Dataset extract Start Marker

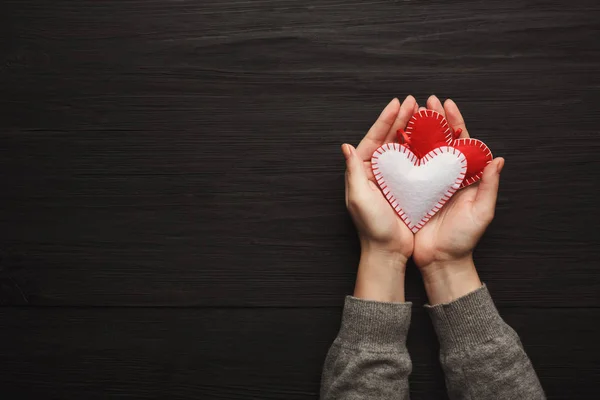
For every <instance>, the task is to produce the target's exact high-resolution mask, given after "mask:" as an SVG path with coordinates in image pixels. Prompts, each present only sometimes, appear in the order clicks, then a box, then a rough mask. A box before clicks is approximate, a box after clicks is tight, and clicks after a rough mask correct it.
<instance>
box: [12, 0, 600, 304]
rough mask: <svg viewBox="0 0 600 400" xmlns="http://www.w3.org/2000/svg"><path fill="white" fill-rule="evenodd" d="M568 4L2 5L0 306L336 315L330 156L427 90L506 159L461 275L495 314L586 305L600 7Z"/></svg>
mask: <svg viewBox="0 0 600 400" xmlns="http://www.w3.org/2000/svg"><path fill="white" fill-rule="evenodd" d="M570 4H571V6H570V7H568V8H567V9H565V7H564V2H562V1H550V2H543V3H539V2H532V1H518V2H517V1H508V2H498V3H495V4H494V3H492V2H483V3H482V2H476V1H455V2H446V3H441V2H440V3H435V4H434V3H423V2H420V3H419V2H416V3H415V2H377V3H372V2H361V1H349V2H348V1H346V2H340V1H338V0H326V1H319V2H293V1H289V0H273V1H261V2H245V3H240V2H237V1H233V0H229V1H216V0H215V1H210V2H206V1H190V0H188V1H179V2H176V3H172V2H162V1H150V2H139V1H133V0H127V1H121V0H119V1H116V0H115V1H104V2H102V3H98V2H95V1H91V0H87V1H78V2H69V1H57V2H52V4H51V5H50V4H49V3H47V2H43V1H39V0H19V1H9V2H7V3H6V13H4V12H3V13H2V16H0V22H2V23H0V26H1V28H0V29H2V30H3V32H4V31H6V35H2V37H10V38H11V41H10V43H6V42H3V43H2V48H3V49H5V50H6V51H3V52H2V56H1V57H2V59H1V60H0V61H1V62H0V88H1V89H0V110H2V111H1V112H2V117H1V118H0V174H2V175H1V181H2V193H1V195H0V249H1V250H2V261H1V264H0V265H1V269H0V283H1V285H0V300H1V301H2V302H3V303H4V304H24V303H27V304H33V305H213V306H241V305H255V306H294V305H305V306H321V305H333V304H336V302H337V299H339V297H340V296H341V295H343V294H345V293H349V292H350V290H351V288H352V284H353V280H354V273H355V265H356V259H357V249H356V240H355V235H354V232H353V229H352V226H351V223H350V221H349V219H348V217H347V216H346V215H345V211H344V207H343V204H342V203H343V200H342V199H343V194H342V190H343V178H342V171H343V165H342V160H341V156H340V155H339V149H338V146H339V144H340V143H342V142H343V141H349V142H353V143H357V142H358V141H359V140H360V138H361V136H362V135H363V134H364V132H365V130H366V129H367V128H368V126H369V125H370V123H371V122H372V120H373V118H374V117H375V116H376V115H377V114H378V112H379V110H380V108H381V107H382V106H383V105H384V104H385V102H386V101H387V100H388V99H390V98H391V97H392V96H395V95H398V96H403V95H405V94H406V93H414V94H416V95H417V96H418V99H419V100H420V101H421V103H422V102H423V101H424V100H425V96H426V95H428V94H430V93H432V92H435V93H437V94H438V95H440V96H442V97H444V96H452V97H454V98H456V99H457V101H458V102H459V104H460V105H461V106H462V107H463V109H464V113H465V115H466V117H467V118H468V123H469V128H470V130H471V132H472V133H473V134H474V135H475V136H476V137H479V138H481V139H483V140H485V141H486V142H488V144H489V145H490V147H491V148H492V149H493V150H494V152H495V153H496V154H498V155H502V156H505V157H506V159H507V166H506V169H505V173H504V175H503V183H502V189H501V190H502V192H501V196H500V202H499V208H498V214H497V220H496V221H495V222H494V225H493V226H492V227H491V228H490V231H489V232H488V234H487V235H486V237H485V239H484V241H483V242H482V244H481V246H480V248H479V250H478V254H477V260H478V264H479V266H480V269H481V272H482V277H483V279H484V280H485V281H486V282H487V283H488V284H489V285H490V287H491V288H492V290H493V291H494V293H495V296H496V298H497V300H498V303H499V304H501V305H503V306H518V305H523V304H526V305H531V306H537V307H553V306H570V307H578V306H598V305H600V304H599V300H598V296H597V293H598V290H599V289H600V281H599V279H598V274H597V264H598V262H597V260H598V258H599V256H600V247H599V246H597V243H598V233H597V229H596V226H598V223H599V222H600V221H598V213H597V212H596V199H595V192H596V191H597V190H596V189H595V185H596V183H595V182H597V181H598V180H599V178H600V176H599V174H600V169H598V168H595V167H596V166H597V152H598V151H599V150H600V147H599V143H598V141H597V140H595V138H596V133H597V127H598V125H599V123H600V113H599V111H598V107H597V101H596V99H597V97H598V95H599V94H600V93H599V88H600V76H599V75H598V74H597V70H598V69H599V68H600V50H599V44H598V41H597V40H596V37H595V36H594V35H592V34H591V32H594V29H597V21H598V18H600V10H599V5H598V3H597V2H590V1H574V2H572V3H570ZM465 10H469V12H468V13H465ZM411 276H412V278H411V279H410V280H409V287H408V293H409V296H411V299H414V300H415V301H418V302H423V301H424V295H423V292H422V289H421V283H420V282H419V279H418V277H416V275H414V274H413V275H411Z"/></svg>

Dataset extract End Marker

#### Try it:
In the items above, locate every line that contains the string "rough" and copy each one.

#### Result below:
For every <instance>, the task is to produce the target's exact high-resolution mask, given after "mask:" as an SVG path with coordinates in image pixels. Prompts, each present only sometimes, appear in the order clicks, then a box, then a rough mask. A box before clicks is approximate, a box after clicks is tight, and clicks after a rough mask correct it.
rough mask: <svg viewBox="0 0 600 400" xmlns="http://www.w3.org/2000/svg"><path fill="white" fill-rule="evenodd" d="M568 4L2 5L0 306L336 315L330 156L427 90L506 159L461 275L495 314L586 305L600 7Z"/></svg>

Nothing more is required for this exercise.